*** Provided information ***
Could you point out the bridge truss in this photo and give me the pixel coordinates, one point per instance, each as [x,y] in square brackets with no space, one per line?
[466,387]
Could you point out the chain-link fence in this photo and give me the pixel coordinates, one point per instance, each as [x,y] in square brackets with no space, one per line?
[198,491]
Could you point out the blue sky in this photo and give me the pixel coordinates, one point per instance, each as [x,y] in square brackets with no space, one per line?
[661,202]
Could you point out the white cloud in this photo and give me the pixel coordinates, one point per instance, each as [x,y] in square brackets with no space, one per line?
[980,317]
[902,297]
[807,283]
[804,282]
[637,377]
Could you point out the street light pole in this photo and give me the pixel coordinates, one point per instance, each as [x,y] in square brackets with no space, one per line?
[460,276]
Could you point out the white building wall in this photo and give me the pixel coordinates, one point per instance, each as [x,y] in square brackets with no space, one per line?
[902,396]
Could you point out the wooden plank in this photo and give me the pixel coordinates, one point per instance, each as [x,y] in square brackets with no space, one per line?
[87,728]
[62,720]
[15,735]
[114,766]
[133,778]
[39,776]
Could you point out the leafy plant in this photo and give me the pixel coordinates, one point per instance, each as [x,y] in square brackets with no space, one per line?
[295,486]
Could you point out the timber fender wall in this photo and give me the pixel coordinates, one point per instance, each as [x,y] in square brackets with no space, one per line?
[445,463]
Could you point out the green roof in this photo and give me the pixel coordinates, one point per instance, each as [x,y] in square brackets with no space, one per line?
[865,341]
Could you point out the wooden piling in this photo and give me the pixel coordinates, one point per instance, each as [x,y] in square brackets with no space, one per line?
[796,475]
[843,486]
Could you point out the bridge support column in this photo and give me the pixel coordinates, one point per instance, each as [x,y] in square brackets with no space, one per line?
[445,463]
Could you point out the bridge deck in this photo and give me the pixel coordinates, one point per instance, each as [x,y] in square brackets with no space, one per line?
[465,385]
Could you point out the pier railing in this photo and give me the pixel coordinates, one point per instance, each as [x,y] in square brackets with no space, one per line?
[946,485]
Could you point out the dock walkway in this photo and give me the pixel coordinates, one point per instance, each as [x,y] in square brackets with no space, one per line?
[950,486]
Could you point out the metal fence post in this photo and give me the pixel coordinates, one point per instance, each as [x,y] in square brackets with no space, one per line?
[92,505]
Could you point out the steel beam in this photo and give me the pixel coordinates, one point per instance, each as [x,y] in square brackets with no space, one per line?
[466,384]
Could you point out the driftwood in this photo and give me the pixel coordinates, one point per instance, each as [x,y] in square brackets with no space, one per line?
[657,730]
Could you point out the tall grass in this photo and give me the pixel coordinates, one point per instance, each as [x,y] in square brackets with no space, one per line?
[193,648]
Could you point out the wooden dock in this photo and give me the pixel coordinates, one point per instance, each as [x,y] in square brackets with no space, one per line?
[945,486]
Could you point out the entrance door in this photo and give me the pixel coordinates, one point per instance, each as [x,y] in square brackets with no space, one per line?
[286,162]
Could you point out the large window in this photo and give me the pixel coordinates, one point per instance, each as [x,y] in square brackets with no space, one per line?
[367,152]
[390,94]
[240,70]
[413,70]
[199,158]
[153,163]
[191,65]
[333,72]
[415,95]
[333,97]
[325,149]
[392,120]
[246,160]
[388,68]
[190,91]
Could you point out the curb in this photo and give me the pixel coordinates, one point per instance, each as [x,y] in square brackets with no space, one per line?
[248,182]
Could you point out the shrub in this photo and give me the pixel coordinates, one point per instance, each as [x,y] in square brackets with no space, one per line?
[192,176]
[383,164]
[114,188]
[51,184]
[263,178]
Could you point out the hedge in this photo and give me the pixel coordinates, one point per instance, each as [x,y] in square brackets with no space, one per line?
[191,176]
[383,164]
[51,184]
*** End of Provided information ***
- [Your task]: Write the entries out once more, exactly as they were given.

- [Answer below]:
Could you point out the bridge truss in this photo and give me the pixel coordinates, one point per instance, each as [x,y] in square brackets with no space, one per line?
[466,387]
Could you point out the chain-link fence in this photo and give me the pixel coordinates, one point per instance, each as [x,y] in square brackets with no space, one per line?
[198,491]
Could you point out the blue sky in this photo and give me the pixel coordinates, one point per instance, each as [x,y] in square brackets with no space, one per line?
[661,202]
Could you point out the white cloud in this photo and give me the pixel coordinates, one point per instance, each as [x,y] in square brackets with no space, one per line?
[980,317]
[902,297]
[807,283]
[804,282]
[637,377]
Could you point out the street light pole in this photo and give me the pixel coordinates, one point per instance, each as [x,y] in square brackets with no space, one per line?
[460,276]
Could you point out the white building wall in this photo and give me the pixel coordinates, one point per instance, each as [x,y] in square brackets with no space, one per line?
[902,396]
Could you point out the wooden plank in this photo and give me the pixel coordinates, one point per instance, each as [x,y] in square brackets with no space, one per line?
[87,728]
[62,720]
[15,735]
[114,766]
[133,778]
[39,776]
Could you point out the leafy plant in this photo and give me the pixel coordinates, one point per instance, each as [x,y] in square brackets with no space, one per line?
[295,486]
Could you point out the timber fender wall in this photo and give me the pixel coordinates, one point per instance, each as [x,y] in square brackets with no space, one per line?
[445,463]
Could you point out the green roof in this photo and give me the pixel coordinates, one point per instance, each as [x,y] in square brackets with no space, one per line?
[865,341]
Could you point out the wooden piling in this photo and give me the pixel coordinates, one point per instance, each as [x,y] in square brackets with no space, one per line?
[796,475]
[843,486]
Could you point out the bridge support column in this photo and give me the pixel coordinates, one point per instance, each as [x,y] in square brackets with no space, one per line?
[445,463]
Could you point out the bridge deck in this photo and give me the pixel coordinates, one point per instance, each as [x,y] in square brackets with no space, one per line?
[465,385]
Could you point out the pier railing in this photo and give me the pixel coordinates, one point per instance, each as [x,y] in square brackets with no space, one per line?
[946,485]
Could you point out the dock walkway in this photo and give me the pixel coordinates, one point per instance, each as [x,y] in square brackets with no space, one per line?
[950,486]
Could you point out the metal fence post in this photo and give me the pixel coordinates, one point per instance, each as [x,y] in square brackets with no space, one per line?
[92,505]
Could you point out the steel beam in this photo and give me the pixel coordinates, one point per instance, each as [x,y] in square brackets with no space, one per line?
[466,384]
Could you point out the driftwood in this photo and give me the pixel coordinates, one point per instance, each as [x,y] in square brackets with no space, one per line?
[657,730]
Could you point out the tall grass in this photo and give me the pixel coordinates, one point per instance, each as [x,y] in square brackets with no space, one per line?
[193,648]
Could you point out the wooden dock in this photo and give me the pixel coordinates, one point per instance, each as [x,y] in square brackets with no space, one per line?
[945,486]
Could you point out the entrance door in this photo and give me the pixel coordinates, one point per instance, each as [x,y] in square brackets with no space, one per line?
[286,162]
Could you point out the large window in this photo and give me the pixel coordinates, one point per instance, each as [x,y] in square brackets with no space, one per line?
[367,152]
[390,94]
[240,70]
[413,70]
[199,158]
[153,163]
[191,65]
[333,72]
[415,95]
[333,97]
[325,149]
[392,120]
[246,160]
[388,68]
[190,91]
Could you point out the curb in this photo and give me the pixel coordinates, one point per instance, each as [x,y] in square brackets with no space, one per line?
[248,182]
Could you point out the shrub in this photo and give me the pixel coordinates, one point per instance, each as [x,y] in square brackets with no space, one per line?
[192,176]
[383,164]
[114,188]
[51,184]
[263,178]
Could you point out the hedge in this photo and give me the pixel coordinates, one point per instance, each as [x,y] in square brackets with no space, one per line?
[191,176]
[383,164]
[51,184]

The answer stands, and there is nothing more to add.